### [What the task requires]
With pictures left out, write out exactly every line from the start of the data through the one that contains "of the snowy".

# # # # # # #

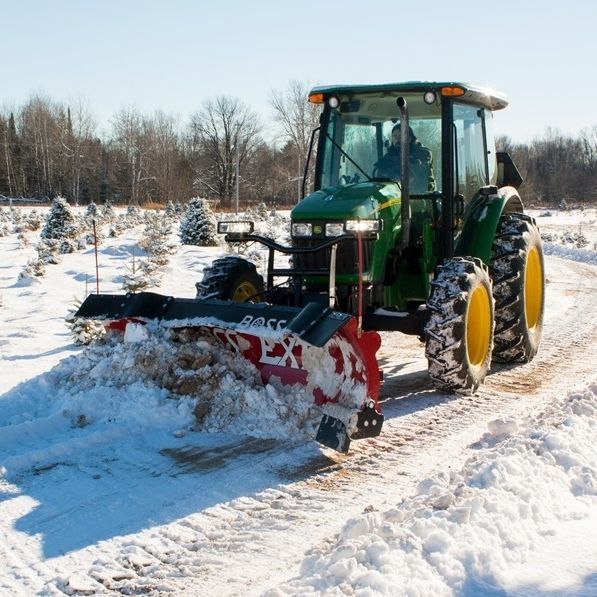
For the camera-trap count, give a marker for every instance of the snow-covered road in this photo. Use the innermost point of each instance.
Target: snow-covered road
(106, 489)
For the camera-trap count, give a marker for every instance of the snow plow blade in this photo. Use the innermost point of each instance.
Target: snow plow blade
(313, 346)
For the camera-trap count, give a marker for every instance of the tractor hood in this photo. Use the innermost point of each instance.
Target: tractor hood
(362, 200)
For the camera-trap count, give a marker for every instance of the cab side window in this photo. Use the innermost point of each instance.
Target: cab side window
(470, 164)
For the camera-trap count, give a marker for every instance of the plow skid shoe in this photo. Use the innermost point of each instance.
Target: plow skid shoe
(332, 433)
(313, 346)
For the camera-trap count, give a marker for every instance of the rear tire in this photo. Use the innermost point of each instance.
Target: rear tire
(459, 334)
(518, 276)
(231, 278)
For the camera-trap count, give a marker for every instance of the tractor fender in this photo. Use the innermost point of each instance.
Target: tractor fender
(481, 221)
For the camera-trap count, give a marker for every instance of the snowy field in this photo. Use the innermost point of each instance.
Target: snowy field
(109, 483)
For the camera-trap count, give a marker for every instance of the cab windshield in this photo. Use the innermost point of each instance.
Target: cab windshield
(360, 142)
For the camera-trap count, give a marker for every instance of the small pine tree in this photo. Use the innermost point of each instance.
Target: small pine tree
(60, 225)
(107, 212)
(82, 330)
(140, 276)
(198, 226)
(156, 238)
(91, 211)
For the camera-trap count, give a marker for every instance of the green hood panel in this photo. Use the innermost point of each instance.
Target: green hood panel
(362, 200)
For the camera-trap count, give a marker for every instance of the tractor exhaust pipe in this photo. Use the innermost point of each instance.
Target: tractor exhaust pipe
(405, 178)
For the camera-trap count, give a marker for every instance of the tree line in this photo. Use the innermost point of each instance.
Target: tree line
(556, 166)
(49, 148)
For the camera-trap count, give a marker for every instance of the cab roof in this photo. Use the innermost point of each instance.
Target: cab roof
(488, 98)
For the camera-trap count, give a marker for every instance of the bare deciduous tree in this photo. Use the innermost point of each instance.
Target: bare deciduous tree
(224, 133)
(297, 118)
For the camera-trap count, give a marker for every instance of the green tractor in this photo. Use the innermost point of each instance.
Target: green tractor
(415, 225)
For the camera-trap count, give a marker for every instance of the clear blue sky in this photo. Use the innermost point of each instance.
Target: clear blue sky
(175, 54)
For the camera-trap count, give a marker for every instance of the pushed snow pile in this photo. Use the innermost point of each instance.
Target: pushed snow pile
(571, 253)
(155, 379)
(464, 531)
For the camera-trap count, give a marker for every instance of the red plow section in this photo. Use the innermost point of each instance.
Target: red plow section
(313, 346)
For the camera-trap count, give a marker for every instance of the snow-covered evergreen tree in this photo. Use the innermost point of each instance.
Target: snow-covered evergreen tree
(198, 226)
(60, 226)
(156, 238)
(91, 211)
(82, 330)
(107, 212)
(140, 275)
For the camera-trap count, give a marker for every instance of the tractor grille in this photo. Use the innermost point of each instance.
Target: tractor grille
(346, 257)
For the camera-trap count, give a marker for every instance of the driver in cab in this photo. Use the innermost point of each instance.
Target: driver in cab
(420, 163)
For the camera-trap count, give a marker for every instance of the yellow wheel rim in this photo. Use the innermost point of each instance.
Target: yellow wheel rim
(478, 326)
(243, 292)
(533, 288)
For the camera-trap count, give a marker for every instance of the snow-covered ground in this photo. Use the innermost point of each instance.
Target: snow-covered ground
(108, 487)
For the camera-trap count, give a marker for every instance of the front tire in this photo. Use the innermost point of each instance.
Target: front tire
(459, 333)
(231, 278)
(518, 276)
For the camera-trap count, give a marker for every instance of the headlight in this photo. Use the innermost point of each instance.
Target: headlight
(235, 227)
(362, 226)
(334, 228)
(302, 229)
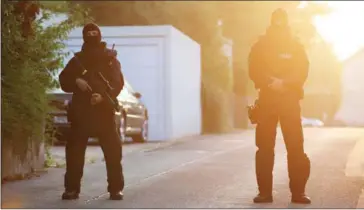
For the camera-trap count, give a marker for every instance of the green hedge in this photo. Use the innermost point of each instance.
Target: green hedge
(28, 68)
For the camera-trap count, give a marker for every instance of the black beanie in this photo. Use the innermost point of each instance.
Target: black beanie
(87, 37)
(279, 15)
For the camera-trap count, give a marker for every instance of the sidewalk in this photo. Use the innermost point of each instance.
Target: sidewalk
(47, 189)
(355, 166)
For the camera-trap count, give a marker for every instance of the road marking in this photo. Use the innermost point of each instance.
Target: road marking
(175, 168)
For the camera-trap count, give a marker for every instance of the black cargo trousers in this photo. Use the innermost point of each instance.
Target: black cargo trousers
(287, 111)
(104, 128)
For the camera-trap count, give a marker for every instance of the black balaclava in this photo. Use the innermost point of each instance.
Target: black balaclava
(279, 23)
(91, 34)
(279, 18)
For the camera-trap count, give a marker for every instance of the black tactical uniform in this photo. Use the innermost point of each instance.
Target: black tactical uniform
(279, 55)
(96, 120)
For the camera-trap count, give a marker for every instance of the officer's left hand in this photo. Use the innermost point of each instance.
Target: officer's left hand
(277, 84)
(96, 98)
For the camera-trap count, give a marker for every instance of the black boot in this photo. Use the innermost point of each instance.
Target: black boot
(70, 195)
(263, 198)
(116, 195)
(301, 199)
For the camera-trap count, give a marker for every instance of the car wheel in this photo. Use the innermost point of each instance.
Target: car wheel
(122, 129)
(143, 135)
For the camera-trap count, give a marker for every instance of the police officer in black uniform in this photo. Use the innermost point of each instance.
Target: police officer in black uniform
(90, 112)
(278, 65)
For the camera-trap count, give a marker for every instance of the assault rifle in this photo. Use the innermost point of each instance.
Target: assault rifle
(104, 91)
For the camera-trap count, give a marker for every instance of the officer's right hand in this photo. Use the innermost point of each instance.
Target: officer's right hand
(82, 84)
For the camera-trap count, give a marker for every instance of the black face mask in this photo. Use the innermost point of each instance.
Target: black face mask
(92, 40)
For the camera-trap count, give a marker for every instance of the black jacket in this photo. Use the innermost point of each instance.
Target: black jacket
(93, 59)
(278, 54)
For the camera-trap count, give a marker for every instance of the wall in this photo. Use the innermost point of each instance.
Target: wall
(185, 85)
(165, 69)
(351, 110)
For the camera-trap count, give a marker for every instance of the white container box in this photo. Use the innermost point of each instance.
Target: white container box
(164, 65)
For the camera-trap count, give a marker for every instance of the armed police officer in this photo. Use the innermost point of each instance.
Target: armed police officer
(278, 65)
(91, 111)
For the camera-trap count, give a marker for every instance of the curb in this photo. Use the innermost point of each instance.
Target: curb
(355, 163)
(360, 204)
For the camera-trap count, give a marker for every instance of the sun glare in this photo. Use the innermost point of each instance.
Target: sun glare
(344, 27)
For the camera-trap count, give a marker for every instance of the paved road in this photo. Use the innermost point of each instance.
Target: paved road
(209, 172)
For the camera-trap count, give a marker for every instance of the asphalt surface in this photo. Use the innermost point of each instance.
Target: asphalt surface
(208, 172)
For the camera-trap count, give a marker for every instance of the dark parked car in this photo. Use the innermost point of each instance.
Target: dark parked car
(132, 120)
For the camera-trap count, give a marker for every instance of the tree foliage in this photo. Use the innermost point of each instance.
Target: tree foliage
(31, 55)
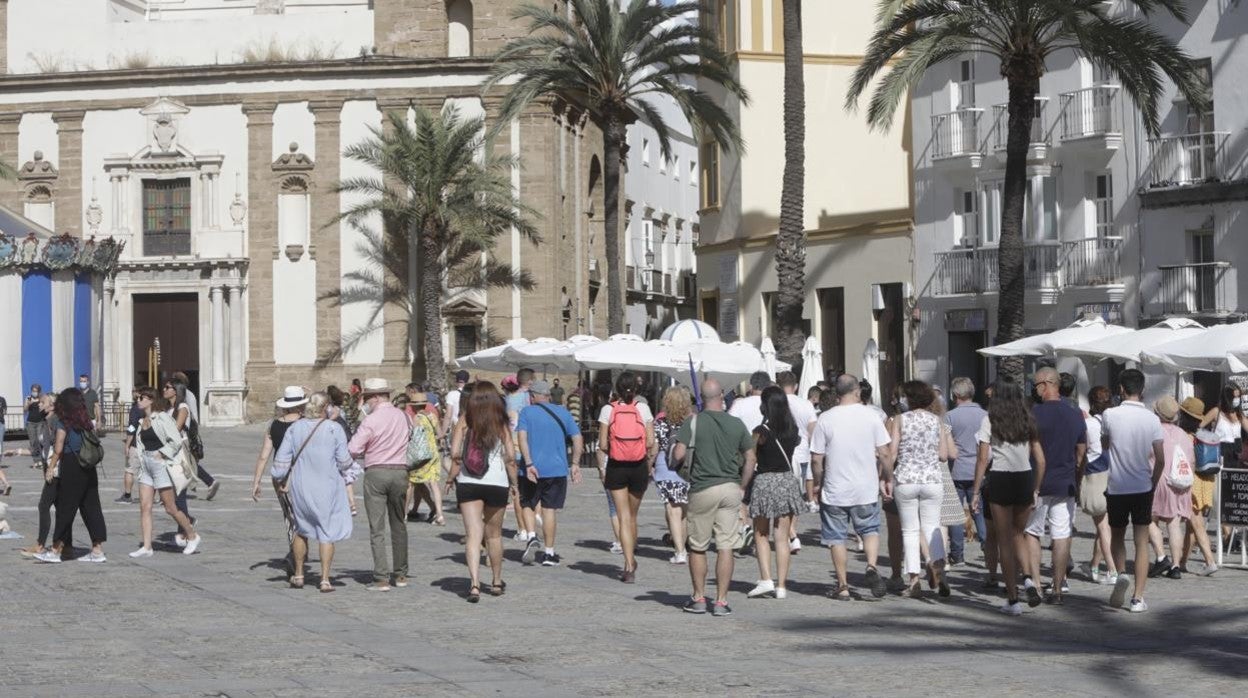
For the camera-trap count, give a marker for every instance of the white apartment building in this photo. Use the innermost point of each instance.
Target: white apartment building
(1121, 224)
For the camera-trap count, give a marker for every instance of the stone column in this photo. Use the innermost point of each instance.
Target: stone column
(10, 192)
(69, 190)
(219, 335)
(325, 231)
(262, 226)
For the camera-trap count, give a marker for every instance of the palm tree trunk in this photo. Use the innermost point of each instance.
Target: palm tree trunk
(1010, 251)
(790, 239)
(431, 305)
(613, 137)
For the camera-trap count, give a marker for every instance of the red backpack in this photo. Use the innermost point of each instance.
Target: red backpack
(625, 433)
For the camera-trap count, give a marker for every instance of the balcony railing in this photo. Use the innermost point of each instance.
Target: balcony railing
(956, 134)
(1095, 261)
(1001, 124)
(1091, 111)
(1197, 289)
(1188, 159)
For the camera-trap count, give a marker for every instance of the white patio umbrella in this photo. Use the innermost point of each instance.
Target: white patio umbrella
(769, 356)
(811, 366)
(871, 368)
(1128, 346)
(554, 356)
(491, 358)
(1223, 349)
(1045, 345)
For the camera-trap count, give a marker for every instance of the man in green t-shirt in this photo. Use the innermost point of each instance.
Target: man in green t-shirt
(723, 450)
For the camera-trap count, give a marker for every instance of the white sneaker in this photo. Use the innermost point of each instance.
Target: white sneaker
(763, 588)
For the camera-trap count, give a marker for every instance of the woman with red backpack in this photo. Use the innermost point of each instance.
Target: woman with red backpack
(625, 438)
(483, 472)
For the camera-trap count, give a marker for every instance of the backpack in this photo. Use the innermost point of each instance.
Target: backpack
(422, 445)
(1178, 473)
(625, 433)
(91, 451)
(476, 461)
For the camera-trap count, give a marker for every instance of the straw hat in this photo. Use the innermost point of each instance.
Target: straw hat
(293, 396)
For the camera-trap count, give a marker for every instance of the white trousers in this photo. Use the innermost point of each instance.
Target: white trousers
(919, 508)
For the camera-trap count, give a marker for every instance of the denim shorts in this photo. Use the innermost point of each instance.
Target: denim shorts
(835, 522)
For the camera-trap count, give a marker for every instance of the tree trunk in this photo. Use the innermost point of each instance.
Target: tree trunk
(790, 240)
(431, 306)
(1010, 249)
(613, 137)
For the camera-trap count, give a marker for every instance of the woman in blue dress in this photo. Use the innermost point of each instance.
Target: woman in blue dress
(313, 453)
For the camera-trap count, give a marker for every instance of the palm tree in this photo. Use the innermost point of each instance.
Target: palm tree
(790, 239)
(610, 65)
(444, 200)
(1022, 34)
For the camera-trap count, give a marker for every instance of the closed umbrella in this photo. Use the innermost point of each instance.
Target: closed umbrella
(811, 366)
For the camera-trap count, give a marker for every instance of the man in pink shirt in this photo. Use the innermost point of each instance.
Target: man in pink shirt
(381, 441)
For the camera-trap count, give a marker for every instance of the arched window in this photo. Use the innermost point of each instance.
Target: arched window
(458, 28)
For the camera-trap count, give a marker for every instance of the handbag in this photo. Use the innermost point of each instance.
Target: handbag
(283, 483)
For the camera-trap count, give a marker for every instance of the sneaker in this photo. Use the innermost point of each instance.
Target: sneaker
(695, 606)
(875, 582)
(531, 550)
(763, 588)
(1120, 591)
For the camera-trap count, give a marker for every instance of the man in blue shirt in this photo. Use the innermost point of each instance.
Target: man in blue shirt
(546, 433)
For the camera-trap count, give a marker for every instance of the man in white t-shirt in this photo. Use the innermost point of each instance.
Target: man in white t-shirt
(850, 453)
(1132, 437)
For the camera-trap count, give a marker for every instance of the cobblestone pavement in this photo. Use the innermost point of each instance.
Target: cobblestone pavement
(224, 622)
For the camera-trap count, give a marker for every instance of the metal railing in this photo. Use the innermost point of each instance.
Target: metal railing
(1091, 111)
(956, 132)
(1001, 124)
(1188, 159)
(1093, 261)
(1196, 289)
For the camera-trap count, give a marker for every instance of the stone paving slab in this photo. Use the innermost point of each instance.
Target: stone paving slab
(224, 622)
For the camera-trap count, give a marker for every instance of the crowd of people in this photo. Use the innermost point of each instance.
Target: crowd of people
(735, 472)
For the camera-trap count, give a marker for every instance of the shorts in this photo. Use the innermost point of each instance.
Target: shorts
(550, 492)
(1202, 493)
(673, 492)
(134, 461)
(1138, 508)
(1012, 488)
(634, 477)
(1092, 493)
(835, 522)
(714, 515)
(154, 472)
(489, 495)
(1055, 513)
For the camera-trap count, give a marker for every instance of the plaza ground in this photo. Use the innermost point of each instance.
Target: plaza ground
(224, 622)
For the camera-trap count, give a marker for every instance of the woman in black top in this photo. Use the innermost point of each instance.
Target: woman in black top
(775, 492)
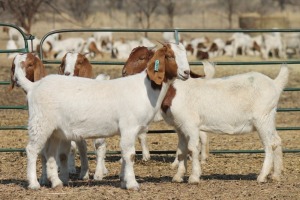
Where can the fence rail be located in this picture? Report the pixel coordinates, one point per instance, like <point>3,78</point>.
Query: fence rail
<point>107,63</point>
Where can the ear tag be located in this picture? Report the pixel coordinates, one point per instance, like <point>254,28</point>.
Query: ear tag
<point>156,65</point>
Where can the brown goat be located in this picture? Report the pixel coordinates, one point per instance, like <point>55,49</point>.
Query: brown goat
<point>34,68</point>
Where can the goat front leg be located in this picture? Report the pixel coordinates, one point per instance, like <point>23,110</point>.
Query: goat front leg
<point>100,150</point>
<point>204,146</point>
<point>82,149</point>
<point>193,148</point>
<point>269,137</point>
<point>32,151</point>
<point>71,158</point>
<point>44,180</point>
<point>64,149</point>
<point>52,167</point>
<point>145,150</point>
<point>127,175</point>
<point>181,154</point>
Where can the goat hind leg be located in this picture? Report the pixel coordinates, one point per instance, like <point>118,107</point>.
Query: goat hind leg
<point>82,149</point>
<point>100,150</point>
<point>181,154</point>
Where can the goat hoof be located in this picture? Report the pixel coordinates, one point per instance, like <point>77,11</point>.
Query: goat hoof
<point>174,165</point>
<point>84,176</point>
<point>131,186</point>
<point>98,177</point>
<point>146,157</point>
<point>275,177</point>
<point>34,186</point>
<point>177,179</point>
<point>261,179</point>
<point>105,171</point>
<point>57,184</point>
<point>44,181</point>
<point>194,180</point>
<point>72,170</point>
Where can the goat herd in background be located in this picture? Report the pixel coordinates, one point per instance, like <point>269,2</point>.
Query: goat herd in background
<point>85,108</point>
<point>266,45</point>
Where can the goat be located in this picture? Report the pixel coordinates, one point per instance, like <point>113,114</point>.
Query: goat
<point>33,68</point>
<point>13,33</point>
<point>232,105</point>
<point>272,43</point>
<point>136,64</point>
<point>60,47</point>
<point>101,112</point>
<point>76,64</point>
<point>11,45</point>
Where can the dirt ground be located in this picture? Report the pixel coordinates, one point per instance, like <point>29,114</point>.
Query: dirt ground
<point>225,176</point>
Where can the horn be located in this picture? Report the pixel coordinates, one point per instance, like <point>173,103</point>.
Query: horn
<point>151,48</point>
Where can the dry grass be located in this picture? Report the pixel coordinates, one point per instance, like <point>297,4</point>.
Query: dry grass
<point>225,176</point>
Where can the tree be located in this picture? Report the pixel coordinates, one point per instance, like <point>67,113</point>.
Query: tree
<point>79,9</point>
<point>170,10</point>
<point>24,11</point>
<point>144,10</point>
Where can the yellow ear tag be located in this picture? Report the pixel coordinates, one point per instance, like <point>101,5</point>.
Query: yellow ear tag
<point>156,65</point>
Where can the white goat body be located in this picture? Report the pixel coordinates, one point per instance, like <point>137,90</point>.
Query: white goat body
<point>232,105</point>
<point>53,116</point>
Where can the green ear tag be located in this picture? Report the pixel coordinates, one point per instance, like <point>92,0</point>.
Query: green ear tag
<point>156,65</point>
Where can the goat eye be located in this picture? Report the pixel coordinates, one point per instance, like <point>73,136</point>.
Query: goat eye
<point>169,57</point>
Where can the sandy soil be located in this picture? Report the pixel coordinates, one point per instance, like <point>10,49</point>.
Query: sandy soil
<point>225,176</point>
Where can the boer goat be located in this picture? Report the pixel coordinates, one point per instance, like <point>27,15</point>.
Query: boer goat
<point>101,111</point>
<point>214,107</point>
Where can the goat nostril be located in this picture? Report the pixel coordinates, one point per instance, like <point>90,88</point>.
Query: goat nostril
<point>187,72</point>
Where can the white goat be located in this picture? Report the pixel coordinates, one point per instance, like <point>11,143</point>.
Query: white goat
<point>61,47</point>
<point>76,64</point>
<point>137,63</point>
<point>11,45</point>
<point>101,112</point>
<point>272,43</point>
<point>233,105</point>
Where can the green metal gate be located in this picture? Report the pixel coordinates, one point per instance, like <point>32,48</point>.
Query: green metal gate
<point>30,37</point>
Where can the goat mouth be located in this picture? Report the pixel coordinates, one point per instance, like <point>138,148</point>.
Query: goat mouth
<point>183,77</point>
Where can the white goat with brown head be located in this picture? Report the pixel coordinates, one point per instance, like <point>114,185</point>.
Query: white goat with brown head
<point>101,111</point>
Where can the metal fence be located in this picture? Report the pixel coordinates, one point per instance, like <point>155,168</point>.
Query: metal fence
<point>30,37</point>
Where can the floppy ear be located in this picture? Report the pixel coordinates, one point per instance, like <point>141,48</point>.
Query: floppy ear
<point>12,72</point>
<point>39,71</point>
<point>85,69</point>
<point>195,75</point>
<point>156,66</point>
<point>62,65</point>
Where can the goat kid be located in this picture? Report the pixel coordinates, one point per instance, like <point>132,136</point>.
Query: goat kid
<point>101,112</point>
<point>233,105</point>
<point>137,63</point>
<point>76,64</point>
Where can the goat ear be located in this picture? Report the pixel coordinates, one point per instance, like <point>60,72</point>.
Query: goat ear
<point>62,65</point>
<point>12,72</point>
<point>195,75</point>
<point>85,69</point>
<point>156,66</point>
<point>39,70</point>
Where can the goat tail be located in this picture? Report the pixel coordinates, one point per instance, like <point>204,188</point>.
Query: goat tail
<point>282,78</point>
<point>21,79</point>
<point>209,69</point>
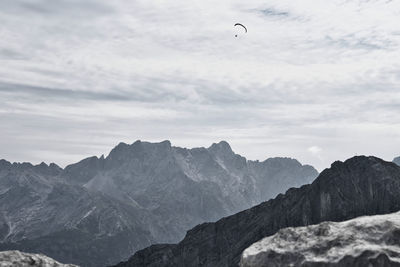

# # # # # # #

### [Problem solution]
For the camera-trap count, give a marker for every instance of the snow-covered road in this photo. Use the innermost point of each instance.
Target: snow-covered road
(106, 489)
For the camera-trap count, give a marker for every instance of the snow plow blade in this photo. Use the innermost point of each instance.
Target: snow plow blade
(313, 346)
For the camera-trap count, give a marker for every instance of the tractor hood in this photo. Use the innermost point of each instance.
Target: tractor hood
(362, 200)
For the camera-trap count, give a marker for every instance of the cab side window in this photo. Use the innermost point of each instance.
Target: cab side window
(470, 164)
For the camera-trap count, give a marker for every instance of the plow skid shoe in this photo. Use the innermost point of each instance.
Target: plow skid shoe
(332, 433)
(313, 346)
For the camera-trap count, give a marker for every instance of the rear tire in this photo. Use the innermost point of each instance.
Target: rear tire
(459, 334)
(518, 276)
(231, 278)
For the camera-trap count, give a marker for every instance of the tractor fender in this photo. Use the innermost point of each instance.
Target: tractor fender
(481, 221)
For the camera-trap count, give a marker for every instance of the snowy field in this photo. Use the innermost point of each instance.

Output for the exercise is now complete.